**Data listing:**
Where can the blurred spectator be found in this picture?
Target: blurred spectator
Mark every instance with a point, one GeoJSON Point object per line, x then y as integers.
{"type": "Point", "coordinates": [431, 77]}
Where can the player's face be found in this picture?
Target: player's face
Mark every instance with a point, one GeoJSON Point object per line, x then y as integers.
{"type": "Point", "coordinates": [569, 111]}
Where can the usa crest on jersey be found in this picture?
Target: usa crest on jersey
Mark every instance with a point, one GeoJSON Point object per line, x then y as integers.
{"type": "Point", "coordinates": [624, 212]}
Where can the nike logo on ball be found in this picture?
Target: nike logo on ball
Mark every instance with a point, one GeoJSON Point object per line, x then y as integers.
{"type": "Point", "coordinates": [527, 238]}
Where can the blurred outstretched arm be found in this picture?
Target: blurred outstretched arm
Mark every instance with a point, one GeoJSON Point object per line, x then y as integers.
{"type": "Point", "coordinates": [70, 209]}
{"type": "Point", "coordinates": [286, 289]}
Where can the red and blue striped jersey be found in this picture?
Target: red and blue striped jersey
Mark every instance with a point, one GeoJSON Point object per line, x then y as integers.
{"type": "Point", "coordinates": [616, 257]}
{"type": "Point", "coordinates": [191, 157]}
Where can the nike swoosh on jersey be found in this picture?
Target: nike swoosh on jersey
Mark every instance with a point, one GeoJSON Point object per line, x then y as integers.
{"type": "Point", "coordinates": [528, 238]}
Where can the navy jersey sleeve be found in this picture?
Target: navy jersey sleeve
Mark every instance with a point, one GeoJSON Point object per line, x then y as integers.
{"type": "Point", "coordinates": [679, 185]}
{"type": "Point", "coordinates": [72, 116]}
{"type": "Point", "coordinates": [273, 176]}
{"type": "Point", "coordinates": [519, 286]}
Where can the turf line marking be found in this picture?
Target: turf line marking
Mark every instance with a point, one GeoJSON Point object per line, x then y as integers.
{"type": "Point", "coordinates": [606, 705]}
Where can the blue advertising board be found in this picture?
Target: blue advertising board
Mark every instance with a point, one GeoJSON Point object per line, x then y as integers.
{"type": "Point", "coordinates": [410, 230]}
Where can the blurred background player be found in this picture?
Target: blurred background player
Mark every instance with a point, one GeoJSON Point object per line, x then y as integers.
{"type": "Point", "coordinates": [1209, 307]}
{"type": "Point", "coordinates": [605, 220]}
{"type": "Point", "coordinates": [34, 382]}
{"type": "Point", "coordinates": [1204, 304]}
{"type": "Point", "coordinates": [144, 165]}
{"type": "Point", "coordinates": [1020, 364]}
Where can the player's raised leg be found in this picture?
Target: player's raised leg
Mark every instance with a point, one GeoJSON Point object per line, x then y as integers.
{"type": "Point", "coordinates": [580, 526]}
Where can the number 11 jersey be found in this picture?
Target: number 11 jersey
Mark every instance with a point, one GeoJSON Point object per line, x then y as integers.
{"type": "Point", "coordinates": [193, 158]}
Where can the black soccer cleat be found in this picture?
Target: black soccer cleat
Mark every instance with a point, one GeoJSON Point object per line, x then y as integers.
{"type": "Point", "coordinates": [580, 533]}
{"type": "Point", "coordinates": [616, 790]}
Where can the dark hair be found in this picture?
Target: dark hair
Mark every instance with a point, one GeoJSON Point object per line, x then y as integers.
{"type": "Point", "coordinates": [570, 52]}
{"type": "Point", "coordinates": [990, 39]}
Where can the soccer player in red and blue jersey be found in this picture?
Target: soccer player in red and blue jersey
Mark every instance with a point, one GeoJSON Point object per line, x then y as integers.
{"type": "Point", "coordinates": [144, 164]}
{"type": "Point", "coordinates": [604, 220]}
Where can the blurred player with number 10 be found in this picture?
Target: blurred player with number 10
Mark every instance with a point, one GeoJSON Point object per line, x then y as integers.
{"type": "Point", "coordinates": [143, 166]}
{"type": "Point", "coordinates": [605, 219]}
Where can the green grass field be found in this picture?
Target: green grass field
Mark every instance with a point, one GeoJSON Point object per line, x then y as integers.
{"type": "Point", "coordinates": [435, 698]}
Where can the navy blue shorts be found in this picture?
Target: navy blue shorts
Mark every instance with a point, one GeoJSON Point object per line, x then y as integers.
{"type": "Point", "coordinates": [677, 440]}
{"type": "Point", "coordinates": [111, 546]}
==
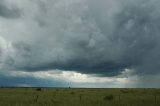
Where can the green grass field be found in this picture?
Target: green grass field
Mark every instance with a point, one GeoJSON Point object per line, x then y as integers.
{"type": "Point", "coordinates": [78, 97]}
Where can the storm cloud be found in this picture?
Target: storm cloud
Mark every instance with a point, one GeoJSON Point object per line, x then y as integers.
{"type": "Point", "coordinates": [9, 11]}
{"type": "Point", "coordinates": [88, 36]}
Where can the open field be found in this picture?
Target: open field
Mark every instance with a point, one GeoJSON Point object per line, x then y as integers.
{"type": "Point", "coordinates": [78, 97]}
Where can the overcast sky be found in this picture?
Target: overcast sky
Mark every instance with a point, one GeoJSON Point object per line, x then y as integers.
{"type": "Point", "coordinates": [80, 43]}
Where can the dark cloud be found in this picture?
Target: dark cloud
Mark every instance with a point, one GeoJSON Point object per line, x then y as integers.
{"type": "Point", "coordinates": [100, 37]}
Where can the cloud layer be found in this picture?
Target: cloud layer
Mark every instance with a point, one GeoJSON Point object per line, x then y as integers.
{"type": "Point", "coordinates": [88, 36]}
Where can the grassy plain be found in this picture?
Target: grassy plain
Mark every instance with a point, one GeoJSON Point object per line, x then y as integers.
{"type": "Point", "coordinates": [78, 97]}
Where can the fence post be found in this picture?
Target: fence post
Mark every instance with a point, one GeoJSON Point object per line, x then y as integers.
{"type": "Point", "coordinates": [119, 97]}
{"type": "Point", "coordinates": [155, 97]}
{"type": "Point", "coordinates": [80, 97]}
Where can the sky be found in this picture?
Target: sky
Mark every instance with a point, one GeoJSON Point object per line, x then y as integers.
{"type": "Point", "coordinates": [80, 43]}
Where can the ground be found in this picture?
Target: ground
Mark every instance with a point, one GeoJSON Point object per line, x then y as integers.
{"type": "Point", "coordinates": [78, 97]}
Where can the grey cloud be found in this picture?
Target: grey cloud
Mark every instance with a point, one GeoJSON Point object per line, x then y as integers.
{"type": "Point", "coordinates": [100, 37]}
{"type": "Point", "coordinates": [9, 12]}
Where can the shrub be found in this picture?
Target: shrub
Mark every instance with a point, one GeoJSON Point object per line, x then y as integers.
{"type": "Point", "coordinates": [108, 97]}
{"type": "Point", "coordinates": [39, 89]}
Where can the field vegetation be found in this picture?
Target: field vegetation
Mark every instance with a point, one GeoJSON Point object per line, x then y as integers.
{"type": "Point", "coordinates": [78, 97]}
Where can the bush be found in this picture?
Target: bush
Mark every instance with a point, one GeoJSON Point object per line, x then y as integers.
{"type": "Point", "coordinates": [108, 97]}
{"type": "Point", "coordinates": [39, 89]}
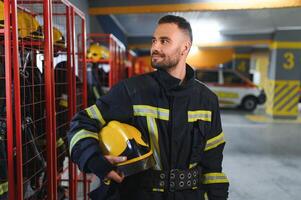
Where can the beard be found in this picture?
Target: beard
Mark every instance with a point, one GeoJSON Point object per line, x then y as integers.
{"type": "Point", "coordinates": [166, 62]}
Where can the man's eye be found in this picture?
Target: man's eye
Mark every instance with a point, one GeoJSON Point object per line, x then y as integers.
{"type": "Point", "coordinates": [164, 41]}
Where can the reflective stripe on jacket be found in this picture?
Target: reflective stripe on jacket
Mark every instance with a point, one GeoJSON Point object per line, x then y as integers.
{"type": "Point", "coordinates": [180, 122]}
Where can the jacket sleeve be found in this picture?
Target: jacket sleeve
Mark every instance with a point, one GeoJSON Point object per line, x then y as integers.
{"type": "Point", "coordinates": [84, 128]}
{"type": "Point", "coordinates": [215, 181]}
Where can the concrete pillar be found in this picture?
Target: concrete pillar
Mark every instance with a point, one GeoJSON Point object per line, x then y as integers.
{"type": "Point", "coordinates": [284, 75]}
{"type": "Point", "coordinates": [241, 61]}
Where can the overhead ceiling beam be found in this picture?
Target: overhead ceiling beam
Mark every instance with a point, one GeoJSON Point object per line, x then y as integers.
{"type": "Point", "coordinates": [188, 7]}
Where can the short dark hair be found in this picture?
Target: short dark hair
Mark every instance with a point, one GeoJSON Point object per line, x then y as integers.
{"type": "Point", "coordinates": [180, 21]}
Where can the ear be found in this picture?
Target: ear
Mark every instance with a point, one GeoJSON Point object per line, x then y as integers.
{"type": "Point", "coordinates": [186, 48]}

**Problem to work on:** Find each line in the entries above that contains the string "overhead", with case counting, and copy those lines out.

**Answer:**
Where can the overhead ceiling beam be found in this picture?
Target: overhead ceiling beam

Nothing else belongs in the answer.